Excerpt to read.

It Happened One Night
I don’t remember what exactly led to the incident that night, but I was curious about the word “emptied.” What had Christ emptied himself of? One by one I took the books off the shelf. I work into the wee hours of the morning, surrounded by various Bible translations, several commentaries on Philippians, and most of Kittel’s.
The translations and the commentaries preferred virtually any circumlocution to avoid the literal rendering “he emptied himself”: “But made himself of no reputation,” “made himself nothing,” and “gave up his divine privileges.” They said he cloaked, hid or temporarily laid aside his divine powers or prerogatives, which he was able to freely pick up and exercise at any time. The scholars were adamant that Jesus was continuously omniscient, omnipotent, and omnipresent–in order to be God.
I made a list of all the words and phrases that the translations and commentaries offered as the “actual” meaning of the kenosis passage. I sat on the living room floor with my books spread out around me. Relying on the English index, I thumbed through Kittel’s and found perfectly good Greek words, words that Paul himself had used, that he could have used had he intended to mean hidden, cloaked, laid aside, or any of the other meanings insisted upon by the translators and commentators.
As a fundamentalist teenager I had been taught, in no uncertain terms, that we had to take the Bible literally. We weren’t supposed to twist it to say what we wanted it to say, not explain it away because we didn’t like what it actually said.
The scholars were adamant, and I was disgusted.
It’s Scary to be a Heretic
There on the floor, I was following one of the cardinal rules of fundamentalism, “Interpret the Bible literally,” and thereby become a heretic. I’m sure I must have heard about the so-called “Kenosis Theory” (κενωσις) from professor Don Connor in my Christological Epistles class, but I hadn’t retained it. I later discovered that many Christians subscribe to the Kenosis Theory, but at the time it seemed I had discovered something brand new, something they didn’t talk about where I came from.
For the first time I saw how loyalty to theological traditions interfered with intelligent Bible-believers from interpreting the Bible–if I may say–accurately. The consistency of their theological system and the approval of their co-religionists was apparently more important than an honest reading of the Bible. For the first time I realized that I could trust my interpretive and theological judgments no matter what any theologian or translator wrote.
But at the time, I was mainly scared. It’s a scary thing to be a heretic, to feel like a real, bona fide heretic. I had a sense of competence I hadn’t had before, which was exciting, but the result was frightening, a kind of mild panic. I didn’t stop believing in Christ’s deity, but I now stood outside the belief system of the only Christian community I had ever really known. I’d gone off the reservation.

Dataset rows.
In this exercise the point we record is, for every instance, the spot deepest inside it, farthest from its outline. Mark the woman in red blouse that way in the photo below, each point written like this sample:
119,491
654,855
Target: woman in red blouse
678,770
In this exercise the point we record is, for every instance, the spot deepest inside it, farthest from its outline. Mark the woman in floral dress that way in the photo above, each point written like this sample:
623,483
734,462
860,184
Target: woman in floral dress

Requests.
- A) Return everything in the essay about Christ emptying himself from "For the first time I saw" down to "or translator wrote.".
- B) In the essay about Christ emptying himself, list the wordings, shown in quotation marks, that the translations and commentaries used in place of "he emptied himself."
- C) Answer these from the essay about Christ emptying himself:
(i) What word was the writer curious about that night?
(ii) What had the writer been taught as a fundamentalist teenager about how to take the Bible?
(iii) Which professor, in which class, might the writer have heard about the Kenosis Theory from?

Answers to the exercises.
- A)
For the first time I saw how loyalty to theological traditions interfered with intelligent Bible-believers from interpreting the Bible–if I may say–accurately. The consistency of their theological system and the approval of their co-religionists was apparently more important than an honest reading of the Bible. For the first time I realized that I could trust my interpretive and theological judgments no matter what any theologian or translator wrote.

- B)
"But made himself of no reputation"
"made himself nothing"
"gave up his divine privileges"

- C)
(i) "Emptied."
(ii) That the Bible had to be taken literally.
(iii) Professor Don Connor, in the Christological Epistles class.